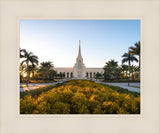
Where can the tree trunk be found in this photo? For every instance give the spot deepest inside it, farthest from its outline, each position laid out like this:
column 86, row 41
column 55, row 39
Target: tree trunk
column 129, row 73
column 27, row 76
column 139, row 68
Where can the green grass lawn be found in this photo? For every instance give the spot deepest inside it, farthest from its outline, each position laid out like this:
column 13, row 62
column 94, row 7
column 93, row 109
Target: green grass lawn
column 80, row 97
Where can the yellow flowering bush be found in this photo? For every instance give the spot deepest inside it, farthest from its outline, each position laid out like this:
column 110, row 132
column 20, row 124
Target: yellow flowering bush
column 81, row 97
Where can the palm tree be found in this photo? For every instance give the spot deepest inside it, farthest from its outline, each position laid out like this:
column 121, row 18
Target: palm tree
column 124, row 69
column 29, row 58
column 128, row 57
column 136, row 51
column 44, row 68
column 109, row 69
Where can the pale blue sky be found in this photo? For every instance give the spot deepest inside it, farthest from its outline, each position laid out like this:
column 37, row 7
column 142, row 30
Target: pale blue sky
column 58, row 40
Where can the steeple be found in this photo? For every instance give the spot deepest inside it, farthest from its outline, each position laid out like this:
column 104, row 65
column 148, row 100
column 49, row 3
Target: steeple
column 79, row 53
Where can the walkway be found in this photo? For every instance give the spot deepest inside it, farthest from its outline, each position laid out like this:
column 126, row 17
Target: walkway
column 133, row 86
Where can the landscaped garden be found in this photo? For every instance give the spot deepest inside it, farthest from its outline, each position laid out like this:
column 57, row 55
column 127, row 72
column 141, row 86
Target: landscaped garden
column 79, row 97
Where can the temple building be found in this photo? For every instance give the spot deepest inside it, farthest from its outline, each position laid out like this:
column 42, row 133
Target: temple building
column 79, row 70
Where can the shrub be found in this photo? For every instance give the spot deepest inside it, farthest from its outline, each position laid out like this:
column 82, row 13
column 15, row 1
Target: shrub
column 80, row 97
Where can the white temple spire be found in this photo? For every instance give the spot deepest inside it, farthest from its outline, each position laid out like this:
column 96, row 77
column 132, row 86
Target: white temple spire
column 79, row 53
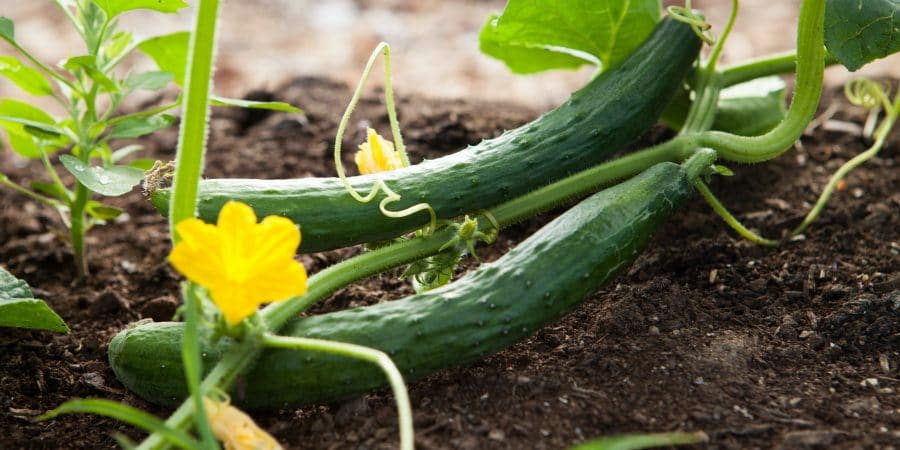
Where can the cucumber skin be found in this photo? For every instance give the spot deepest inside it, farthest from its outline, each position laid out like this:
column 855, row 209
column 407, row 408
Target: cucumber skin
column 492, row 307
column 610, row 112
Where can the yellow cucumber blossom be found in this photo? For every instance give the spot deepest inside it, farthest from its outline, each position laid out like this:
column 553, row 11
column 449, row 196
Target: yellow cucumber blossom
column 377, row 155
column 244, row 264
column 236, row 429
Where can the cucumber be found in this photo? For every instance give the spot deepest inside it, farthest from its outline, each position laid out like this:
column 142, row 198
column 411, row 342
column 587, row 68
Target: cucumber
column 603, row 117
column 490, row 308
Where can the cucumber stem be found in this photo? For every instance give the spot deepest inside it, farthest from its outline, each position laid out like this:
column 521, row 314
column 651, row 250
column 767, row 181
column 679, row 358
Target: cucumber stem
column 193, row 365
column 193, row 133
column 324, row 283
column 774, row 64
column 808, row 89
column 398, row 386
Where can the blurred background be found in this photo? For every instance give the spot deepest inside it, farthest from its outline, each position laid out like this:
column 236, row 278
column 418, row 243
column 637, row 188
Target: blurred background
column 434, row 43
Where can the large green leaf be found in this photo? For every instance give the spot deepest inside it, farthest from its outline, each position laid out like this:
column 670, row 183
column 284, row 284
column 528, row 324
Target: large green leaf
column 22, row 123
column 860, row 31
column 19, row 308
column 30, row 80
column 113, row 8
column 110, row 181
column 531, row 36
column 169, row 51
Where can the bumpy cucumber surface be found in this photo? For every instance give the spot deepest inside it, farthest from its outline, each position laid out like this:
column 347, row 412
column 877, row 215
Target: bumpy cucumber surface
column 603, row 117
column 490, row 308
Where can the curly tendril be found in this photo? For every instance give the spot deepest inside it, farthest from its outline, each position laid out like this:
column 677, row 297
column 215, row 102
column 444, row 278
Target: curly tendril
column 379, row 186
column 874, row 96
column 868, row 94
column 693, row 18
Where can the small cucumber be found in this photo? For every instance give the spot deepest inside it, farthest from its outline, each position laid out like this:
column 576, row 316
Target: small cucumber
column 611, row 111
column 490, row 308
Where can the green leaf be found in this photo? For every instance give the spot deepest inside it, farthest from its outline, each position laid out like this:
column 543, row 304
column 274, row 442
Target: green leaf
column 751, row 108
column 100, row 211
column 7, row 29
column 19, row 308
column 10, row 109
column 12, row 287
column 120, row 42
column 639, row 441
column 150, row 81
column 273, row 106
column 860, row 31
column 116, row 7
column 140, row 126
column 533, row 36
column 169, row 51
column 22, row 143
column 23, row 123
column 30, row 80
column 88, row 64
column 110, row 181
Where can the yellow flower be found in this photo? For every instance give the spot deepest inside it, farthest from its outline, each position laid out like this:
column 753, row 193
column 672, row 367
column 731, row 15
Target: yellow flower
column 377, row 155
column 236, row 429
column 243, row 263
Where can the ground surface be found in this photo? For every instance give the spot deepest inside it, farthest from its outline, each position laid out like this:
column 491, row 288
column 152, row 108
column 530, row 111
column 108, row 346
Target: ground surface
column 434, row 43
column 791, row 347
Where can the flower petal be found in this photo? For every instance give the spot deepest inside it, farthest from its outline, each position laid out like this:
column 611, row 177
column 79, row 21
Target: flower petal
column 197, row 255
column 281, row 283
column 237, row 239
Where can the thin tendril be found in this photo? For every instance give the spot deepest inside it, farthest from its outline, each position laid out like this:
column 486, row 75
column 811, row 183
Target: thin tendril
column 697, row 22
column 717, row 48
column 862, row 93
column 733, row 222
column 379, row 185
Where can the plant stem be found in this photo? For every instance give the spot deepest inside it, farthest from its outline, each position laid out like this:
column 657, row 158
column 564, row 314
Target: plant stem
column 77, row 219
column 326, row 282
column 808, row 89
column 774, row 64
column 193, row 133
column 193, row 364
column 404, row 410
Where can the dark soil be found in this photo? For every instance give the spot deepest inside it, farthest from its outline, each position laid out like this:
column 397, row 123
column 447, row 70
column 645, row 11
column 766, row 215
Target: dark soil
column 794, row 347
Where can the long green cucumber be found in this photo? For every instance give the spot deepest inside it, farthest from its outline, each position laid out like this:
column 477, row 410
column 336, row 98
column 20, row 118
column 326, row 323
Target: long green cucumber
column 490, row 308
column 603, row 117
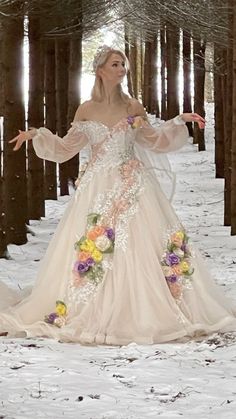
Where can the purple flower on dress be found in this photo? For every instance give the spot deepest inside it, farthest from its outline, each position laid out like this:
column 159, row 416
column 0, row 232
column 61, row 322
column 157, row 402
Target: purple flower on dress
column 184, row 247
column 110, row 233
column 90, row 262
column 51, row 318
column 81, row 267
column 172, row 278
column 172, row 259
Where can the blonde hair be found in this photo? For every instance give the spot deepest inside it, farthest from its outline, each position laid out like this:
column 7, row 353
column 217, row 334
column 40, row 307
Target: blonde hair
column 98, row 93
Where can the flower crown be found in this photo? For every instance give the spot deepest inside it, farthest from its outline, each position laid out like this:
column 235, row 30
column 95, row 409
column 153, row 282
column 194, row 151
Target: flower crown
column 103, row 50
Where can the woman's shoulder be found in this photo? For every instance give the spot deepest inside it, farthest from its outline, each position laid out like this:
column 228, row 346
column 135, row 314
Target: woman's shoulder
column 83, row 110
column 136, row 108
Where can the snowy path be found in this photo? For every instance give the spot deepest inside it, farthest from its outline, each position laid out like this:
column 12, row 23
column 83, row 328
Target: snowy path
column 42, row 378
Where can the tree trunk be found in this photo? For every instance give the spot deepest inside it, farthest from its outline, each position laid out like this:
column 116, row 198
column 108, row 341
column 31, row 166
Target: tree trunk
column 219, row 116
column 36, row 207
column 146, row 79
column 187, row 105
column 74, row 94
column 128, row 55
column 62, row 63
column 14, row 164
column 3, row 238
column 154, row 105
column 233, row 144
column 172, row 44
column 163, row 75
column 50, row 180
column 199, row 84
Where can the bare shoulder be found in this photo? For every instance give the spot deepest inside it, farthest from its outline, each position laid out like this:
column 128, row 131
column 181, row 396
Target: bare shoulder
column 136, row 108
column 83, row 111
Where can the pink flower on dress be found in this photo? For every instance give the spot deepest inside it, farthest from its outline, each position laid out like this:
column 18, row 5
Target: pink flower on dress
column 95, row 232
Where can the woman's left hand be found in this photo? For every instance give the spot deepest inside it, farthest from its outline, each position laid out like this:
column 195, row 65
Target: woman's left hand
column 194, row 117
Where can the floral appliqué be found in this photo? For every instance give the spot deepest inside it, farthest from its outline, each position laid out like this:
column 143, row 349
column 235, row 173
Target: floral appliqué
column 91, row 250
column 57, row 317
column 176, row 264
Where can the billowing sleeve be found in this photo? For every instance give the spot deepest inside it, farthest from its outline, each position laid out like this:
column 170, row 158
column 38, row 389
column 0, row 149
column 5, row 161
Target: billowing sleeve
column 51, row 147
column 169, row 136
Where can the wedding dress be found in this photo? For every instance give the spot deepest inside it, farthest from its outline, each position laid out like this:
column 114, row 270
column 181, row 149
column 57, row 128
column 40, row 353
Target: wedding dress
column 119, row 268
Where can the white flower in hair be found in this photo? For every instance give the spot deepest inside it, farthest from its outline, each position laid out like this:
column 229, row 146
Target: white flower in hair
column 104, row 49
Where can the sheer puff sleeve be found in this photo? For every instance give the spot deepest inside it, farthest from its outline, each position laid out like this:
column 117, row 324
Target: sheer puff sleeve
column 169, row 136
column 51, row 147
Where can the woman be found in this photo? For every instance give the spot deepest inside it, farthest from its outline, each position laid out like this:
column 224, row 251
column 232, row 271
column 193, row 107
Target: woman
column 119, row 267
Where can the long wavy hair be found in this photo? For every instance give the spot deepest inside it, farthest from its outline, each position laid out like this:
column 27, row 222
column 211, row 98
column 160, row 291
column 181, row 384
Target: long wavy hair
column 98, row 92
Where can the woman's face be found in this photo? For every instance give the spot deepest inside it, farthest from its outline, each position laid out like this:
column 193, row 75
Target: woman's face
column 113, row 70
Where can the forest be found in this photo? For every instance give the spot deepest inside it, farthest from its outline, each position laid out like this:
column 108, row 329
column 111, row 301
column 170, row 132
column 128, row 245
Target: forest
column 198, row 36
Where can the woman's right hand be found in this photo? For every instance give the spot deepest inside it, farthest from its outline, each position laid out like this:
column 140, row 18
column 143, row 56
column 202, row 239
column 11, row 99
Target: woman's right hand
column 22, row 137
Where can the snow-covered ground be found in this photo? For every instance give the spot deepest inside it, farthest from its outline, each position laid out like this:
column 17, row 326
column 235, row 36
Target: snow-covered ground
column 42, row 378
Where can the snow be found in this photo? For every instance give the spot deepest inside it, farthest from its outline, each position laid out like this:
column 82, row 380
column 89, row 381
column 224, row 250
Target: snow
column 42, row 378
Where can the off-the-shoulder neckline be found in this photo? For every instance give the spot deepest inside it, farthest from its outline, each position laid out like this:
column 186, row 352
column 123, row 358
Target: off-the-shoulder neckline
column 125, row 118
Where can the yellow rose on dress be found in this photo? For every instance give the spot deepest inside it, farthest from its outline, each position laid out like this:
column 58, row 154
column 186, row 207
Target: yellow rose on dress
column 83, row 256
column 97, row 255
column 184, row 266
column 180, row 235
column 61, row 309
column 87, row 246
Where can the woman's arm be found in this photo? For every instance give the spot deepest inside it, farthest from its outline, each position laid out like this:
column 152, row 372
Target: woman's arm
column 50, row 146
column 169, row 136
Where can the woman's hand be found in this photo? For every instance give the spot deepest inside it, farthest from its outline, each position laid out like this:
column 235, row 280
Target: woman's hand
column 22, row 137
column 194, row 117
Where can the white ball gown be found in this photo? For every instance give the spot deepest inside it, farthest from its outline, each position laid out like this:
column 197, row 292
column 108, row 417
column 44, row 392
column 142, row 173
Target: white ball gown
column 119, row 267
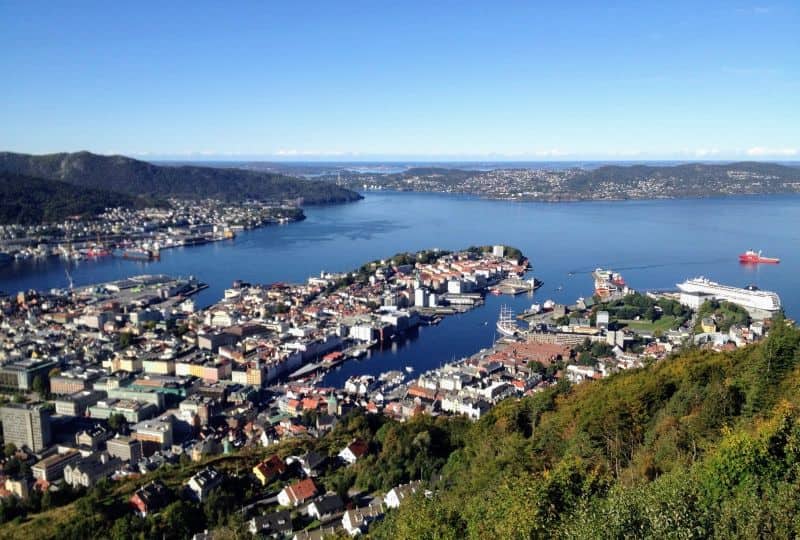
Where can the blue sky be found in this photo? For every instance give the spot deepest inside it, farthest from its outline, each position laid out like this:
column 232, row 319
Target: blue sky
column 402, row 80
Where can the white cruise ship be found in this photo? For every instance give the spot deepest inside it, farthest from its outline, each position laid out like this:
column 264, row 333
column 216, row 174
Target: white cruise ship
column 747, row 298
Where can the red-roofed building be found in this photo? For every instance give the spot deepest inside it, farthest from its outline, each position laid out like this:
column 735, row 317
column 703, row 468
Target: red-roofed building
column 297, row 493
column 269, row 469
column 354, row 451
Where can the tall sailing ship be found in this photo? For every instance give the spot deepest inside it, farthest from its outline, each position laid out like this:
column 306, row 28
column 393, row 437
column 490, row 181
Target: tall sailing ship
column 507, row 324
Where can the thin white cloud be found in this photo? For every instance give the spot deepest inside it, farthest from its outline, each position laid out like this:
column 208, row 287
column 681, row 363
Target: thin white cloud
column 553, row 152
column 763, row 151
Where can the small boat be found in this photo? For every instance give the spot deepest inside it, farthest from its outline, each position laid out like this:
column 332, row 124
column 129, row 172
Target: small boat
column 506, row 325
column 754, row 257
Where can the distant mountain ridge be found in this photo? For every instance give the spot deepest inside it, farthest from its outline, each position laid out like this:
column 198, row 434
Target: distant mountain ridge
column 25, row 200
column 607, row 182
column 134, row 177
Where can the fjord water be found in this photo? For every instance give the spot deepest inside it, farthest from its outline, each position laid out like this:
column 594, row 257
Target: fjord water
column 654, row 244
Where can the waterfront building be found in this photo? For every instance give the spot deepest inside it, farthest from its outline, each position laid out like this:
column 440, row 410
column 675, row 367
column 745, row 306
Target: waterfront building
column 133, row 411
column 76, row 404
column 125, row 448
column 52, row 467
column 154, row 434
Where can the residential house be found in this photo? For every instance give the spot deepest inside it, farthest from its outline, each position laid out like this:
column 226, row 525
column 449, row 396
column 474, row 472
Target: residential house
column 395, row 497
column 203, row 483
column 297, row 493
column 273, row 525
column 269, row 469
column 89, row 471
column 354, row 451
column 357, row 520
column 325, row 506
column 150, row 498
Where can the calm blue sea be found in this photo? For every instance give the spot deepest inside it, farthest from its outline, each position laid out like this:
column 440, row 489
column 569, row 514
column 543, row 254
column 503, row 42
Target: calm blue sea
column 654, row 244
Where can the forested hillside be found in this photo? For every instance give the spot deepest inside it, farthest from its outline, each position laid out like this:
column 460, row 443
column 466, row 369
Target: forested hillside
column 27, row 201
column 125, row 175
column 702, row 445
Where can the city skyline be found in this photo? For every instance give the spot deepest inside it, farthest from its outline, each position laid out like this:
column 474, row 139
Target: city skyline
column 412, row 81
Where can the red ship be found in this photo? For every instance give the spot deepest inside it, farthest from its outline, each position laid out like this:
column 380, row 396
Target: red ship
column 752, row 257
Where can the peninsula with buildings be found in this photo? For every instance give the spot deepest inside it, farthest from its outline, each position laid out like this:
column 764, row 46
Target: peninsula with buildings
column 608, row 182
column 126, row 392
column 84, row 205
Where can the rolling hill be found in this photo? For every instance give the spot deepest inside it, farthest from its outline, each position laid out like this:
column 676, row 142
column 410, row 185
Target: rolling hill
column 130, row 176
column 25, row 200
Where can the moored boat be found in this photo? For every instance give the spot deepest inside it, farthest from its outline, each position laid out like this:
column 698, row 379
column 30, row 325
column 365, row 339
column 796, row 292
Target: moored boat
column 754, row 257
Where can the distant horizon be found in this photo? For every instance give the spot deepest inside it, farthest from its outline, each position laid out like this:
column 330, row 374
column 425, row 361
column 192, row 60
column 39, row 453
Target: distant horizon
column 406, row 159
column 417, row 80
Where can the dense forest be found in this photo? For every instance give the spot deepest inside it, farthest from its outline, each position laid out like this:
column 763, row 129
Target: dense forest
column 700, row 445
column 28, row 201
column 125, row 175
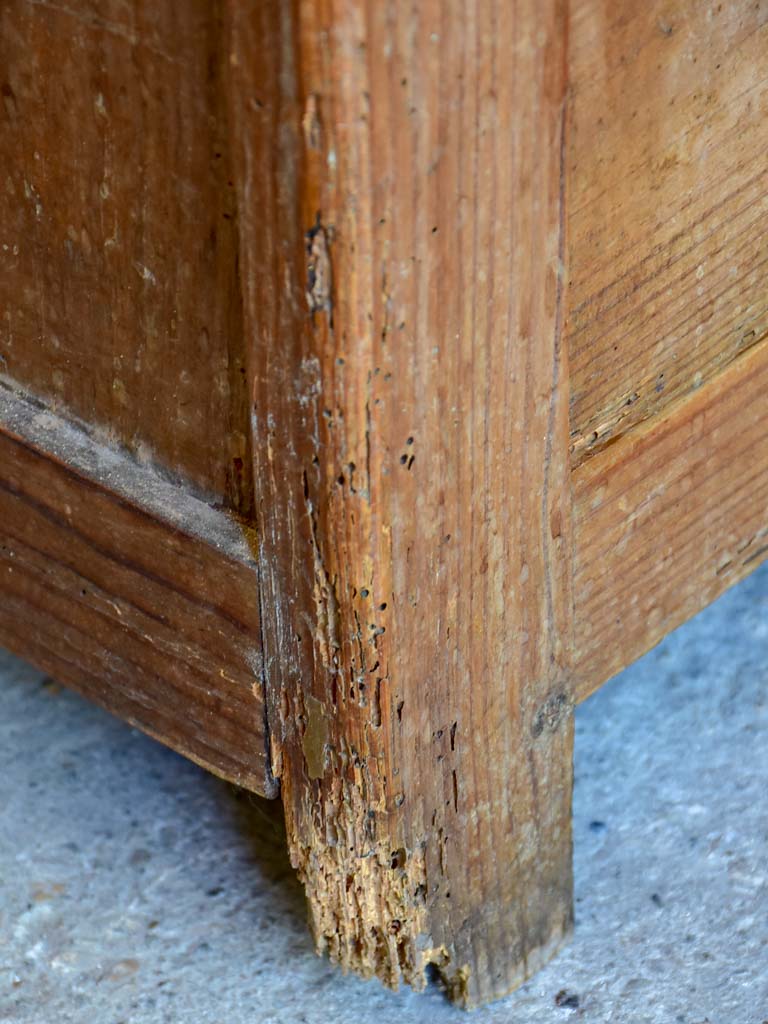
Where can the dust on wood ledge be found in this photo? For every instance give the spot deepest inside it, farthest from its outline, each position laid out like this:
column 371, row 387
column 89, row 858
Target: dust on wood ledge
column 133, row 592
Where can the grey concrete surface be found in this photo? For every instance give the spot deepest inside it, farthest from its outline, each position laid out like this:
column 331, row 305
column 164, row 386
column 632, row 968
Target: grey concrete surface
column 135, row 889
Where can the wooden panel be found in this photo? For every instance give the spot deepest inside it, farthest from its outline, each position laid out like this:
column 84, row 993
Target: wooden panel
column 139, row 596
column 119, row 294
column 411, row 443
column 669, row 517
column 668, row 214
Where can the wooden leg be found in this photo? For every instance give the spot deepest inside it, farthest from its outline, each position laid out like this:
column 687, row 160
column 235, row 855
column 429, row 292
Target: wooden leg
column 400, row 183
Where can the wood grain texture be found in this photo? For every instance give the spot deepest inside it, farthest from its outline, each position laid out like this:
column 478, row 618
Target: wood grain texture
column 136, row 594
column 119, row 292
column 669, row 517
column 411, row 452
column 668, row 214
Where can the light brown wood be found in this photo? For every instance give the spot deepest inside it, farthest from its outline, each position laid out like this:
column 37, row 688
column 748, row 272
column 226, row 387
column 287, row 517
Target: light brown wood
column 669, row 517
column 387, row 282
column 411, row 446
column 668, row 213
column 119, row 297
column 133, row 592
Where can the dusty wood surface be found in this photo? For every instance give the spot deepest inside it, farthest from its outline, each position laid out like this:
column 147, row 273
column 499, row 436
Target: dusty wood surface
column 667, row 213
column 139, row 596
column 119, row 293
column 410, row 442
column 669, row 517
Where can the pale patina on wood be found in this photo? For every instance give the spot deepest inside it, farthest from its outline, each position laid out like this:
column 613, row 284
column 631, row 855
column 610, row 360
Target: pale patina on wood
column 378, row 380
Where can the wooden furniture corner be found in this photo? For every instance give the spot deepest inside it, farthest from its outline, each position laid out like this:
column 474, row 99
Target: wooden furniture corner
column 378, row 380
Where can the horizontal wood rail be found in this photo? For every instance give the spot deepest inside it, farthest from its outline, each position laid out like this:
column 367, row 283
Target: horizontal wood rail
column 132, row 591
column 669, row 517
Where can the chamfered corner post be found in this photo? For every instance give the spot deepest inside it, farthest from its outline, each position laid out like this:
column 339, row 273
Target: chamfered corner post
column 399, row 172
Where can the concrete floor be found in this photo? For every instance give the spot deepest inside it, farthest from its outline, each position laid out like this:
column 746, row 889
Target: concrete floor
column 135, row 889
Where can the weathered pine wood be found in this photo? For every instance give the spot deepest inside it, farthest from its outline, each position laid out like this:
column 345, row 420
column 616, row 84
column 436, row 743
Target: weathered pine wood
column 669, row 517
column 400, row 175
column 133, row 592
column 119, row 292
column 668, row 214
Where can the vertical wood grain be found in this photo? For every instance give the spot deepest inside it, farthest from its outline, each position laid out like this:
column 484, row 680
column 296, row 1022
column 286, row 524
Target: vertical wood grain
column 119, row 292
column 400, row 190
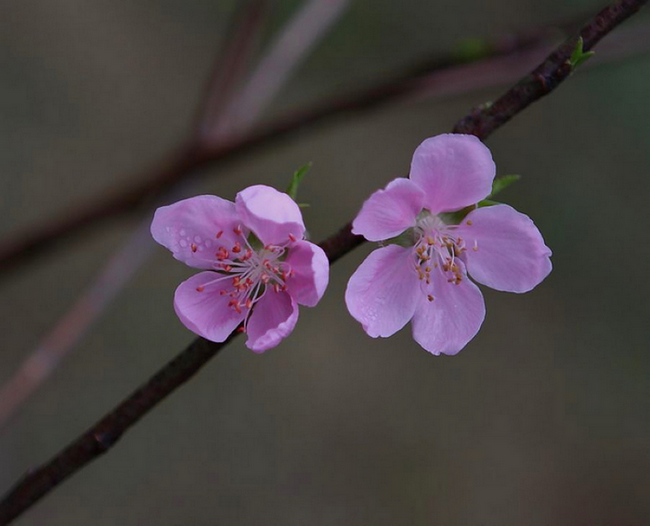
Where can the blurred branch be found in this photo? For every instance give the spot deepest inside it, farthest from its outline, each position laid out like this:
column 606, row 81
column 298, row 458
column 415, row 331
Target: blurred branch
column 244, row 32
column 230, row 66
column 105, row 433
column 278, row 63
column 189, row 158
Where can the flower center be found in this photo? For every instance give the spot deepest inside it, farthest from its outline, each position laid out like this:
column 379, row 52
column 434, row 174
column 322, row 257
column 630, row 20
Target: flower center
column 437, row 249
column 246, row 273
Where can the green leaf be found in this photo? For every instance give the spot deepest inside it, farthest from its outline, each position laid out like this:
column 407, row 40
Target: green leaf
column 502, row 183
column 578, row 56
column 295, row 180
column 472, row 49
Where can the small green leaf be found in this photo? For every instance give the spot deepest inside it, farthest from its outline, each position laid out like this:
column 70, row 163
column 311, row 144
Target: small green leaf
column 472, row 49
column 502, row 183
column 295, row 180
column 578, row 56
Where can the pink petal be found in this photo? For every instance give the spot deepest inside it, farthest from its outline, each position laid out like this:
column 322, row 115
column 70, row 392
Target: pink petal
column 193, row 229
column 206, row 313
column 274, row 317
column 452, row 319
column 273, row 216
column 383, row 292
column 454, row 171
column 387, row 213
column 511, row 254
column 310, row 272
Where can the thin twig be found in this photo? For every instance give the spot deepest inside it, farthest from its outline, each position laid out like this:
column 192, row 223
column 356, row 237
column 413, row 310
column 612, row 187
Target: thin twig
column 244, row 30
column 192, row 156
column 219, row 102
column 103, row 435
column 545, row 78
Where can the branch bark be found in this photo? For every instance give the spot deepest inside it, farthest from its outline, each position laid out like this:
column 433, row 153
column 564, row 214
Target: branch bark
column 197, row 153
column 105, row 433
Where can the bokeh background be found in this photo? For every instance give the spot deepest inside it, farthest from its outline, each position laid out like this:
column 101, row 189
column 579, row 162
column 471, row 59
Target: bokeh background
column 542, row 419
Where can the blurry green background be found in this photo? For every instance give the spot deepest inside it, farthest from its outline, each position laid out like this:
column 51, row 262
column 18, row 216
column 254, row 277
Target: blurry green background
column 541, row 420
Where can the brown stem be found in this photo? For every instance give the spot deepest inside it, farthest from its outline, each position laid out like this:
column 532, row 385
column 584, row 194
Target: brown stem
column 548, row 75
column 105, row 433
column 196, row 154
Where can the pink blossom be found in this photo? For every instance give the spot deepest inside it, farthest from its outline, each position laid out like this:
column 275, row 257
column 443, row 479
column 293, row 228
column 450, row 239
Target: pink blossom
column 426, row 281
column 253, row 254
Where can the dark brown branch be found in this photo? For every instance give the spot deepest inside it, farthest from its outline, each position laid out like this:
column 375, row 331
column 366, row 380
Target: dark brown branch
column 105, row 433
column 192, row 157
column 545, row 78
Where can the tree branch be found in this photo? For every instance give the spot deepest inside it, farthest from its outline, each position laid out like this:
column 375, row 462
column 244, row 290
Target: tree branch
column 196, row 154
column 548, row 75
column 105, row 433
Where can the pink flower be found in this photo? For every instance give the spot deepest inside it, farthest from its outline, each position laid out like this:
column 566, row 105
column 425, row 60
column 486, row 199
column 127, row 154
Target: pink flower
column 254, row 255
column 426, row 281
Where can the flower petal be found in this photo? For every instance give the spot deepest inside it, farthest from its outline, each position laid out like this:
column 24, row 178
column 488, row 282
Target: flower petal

PROBLEM TO WORK ON
Format the material from the line with "Where can the palm" up to and including the line with "column 58, row 40" as a Markdown table with the columns Number and Text, one numbered row per line, skipping any blank lines.

THE ANSWER
| Number | Text |
|---|---|
| 1 | Where can the palm tree be found in this photo? For every instance give the spot deepest inside it, farthest from its outline, each position laid out like this: |
| 2 | column 121, row 18 |
| 3 | Target: palm tree |
| 4 | column 124, row 69 |
| 5 | column 29, row 58 |
| 6 | column 128, row 57 |
| 7 | column 136, row 51 |
| 8 | column 44, row 68 |
| 9 | column 109, row 69 |
| 10 | Where can the pale blue sky be found in this photo? For every instance give the spot deepest inside it, farthest from its outline, each position laid out like this: |
| 11 | column 37, row 7 |
| 12 | column 142, row 30 |
| 13 | Target: pale blue sky |
| 14 | column 58, row 40 |